Problems to work on:
• a. Shorten the paragraph of the article on US plastic waste that opens with "The US generates a lot of plastic trash," keeping its main facts.
• b. Please duplicate the passage of the article on US plastic waste that begins at the words "Destination Share of" and stops after "feed by BTU.".

Source excerpt:
Where Does US Plastic Waste End Up? Landfills, Incinerators, Exports, and Real Recycling in 2025

Where Does US Plastic Waste End Up? Landfills, Incinerators, Exports, and Real Recycling in 2025

Here’s the blunt truth: most of what you drop in the blue bin won’t come back as a bottle. The US makes tens of millions of tons of plastic trash every year, and the system still sends the bulk of it to landfills or the burner. Exports have shrunk since China’s 2018 ban, but they haven’t vanished. If you want the real map of where it all ends up-and how to bend your own footprint toward better outcomes-this breaks it down without the sugarcoating.

  • TL;DR: In 2025, the largest share of US plastic waste goes to landfills (about 70-75%). Energy-from-waste incinerators take roughly 12-18%. Actual recycling lands in the low single digits to high single digits (about 5-9%), mostly for PET (#1) and HDPE (#2). Exports of plastic scrap are down from 2017 peaks but still around 0.7-1.0 million tons a year-mainly to Canada, Mexico, and a smaller mix of Asian markets.
  • “Recyclable” on the label doesn’t mean it gets recycled. Only a few formats have steady domestic markets: clear PET bottles and HDPE jugs. Clamshells, films, foam, and black plastics are long shots.
  • Contamination is the system’s silent killer. A city’s curbside stream often has 17-25% junk. Clean, simple packaging survives; mixed, dirty, and tiny pieces get tossed.
  • You can change the destination. Prioritize reusable/refill formats, buy only truly recyclable plastics (#1 bottles and #2 jugs), and use store drop-offs for bags/film. Businesses: lock in end markets with contracts and proof, not just wishful specs.
  • Data is messy and lags. The patterns below are based on US EPA, National Academies, GAO, and trade data through 2024-2025. Ranges are honest, not hedged.

Where US plastic waste actually goes in 2025

The US generates a lot of plastic trash-on the order of 40-45 million tons a year. The National Academies reported the US was the top generator as far back as 2016, and the trend line hasn’t reversed. So where does it all land?

Below is a snapshot that reflects the current mix, blending the most recent US EPA “Facts and Figures” baseline (which still leans on 2018 methodology), the Government Accountability Office (2023), National Academies (2022), and 2022-2024 trade data. Think of the numbers as ranges that capture how the system behaves now.

Destination Share of US plastic waste What it means in practice Notes / sources
Landfill ~70-75% Most plastics are buried. Dirty, mixed, or non-marketable items get landfilled at MRFs and transfer stations. EPA (2018 baseline ~76% landfilled for plastics); patterns hold; higher generation since.
Incineration (energy-from-waste) ~12-18% Burned for electricity/steam in ~60-70 WTE plants; plastics boost heat value. Energy Recovery Council data; EPA MSW combustion share; plastics over-index in WTE feed by BTU.

Source data:
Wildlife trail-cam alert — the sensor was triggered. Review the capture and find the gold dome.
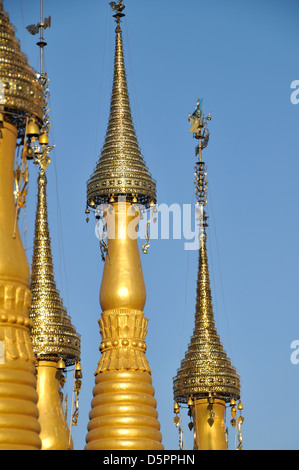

Per-task outputs:
• a. The US produces roughly 40-45 million tons of plastic trash a year. The National Academies named it the top generator as early as 2016, and that trend hasn't reversed. So where does it all end up?

• b.
Destination Share of US plastic waste What it means in practice Notes / sources
Landfill ~70-75% Most plastics are buried. Dirty, mixed, or non-marketable items get landfilled at MRFs and transfer stations. EPA (2018 baseline ~76% landfilled for plastics); patterns hold; higher generation since.
Incineration (energy-from-waste) ~12-18% Burned for electricity/steam in ~60-70 WTE plants; plastics boost heat value. Energy Recovery Council data; EPA MSW combustion share; plastics over-index in WTE feed by BTU.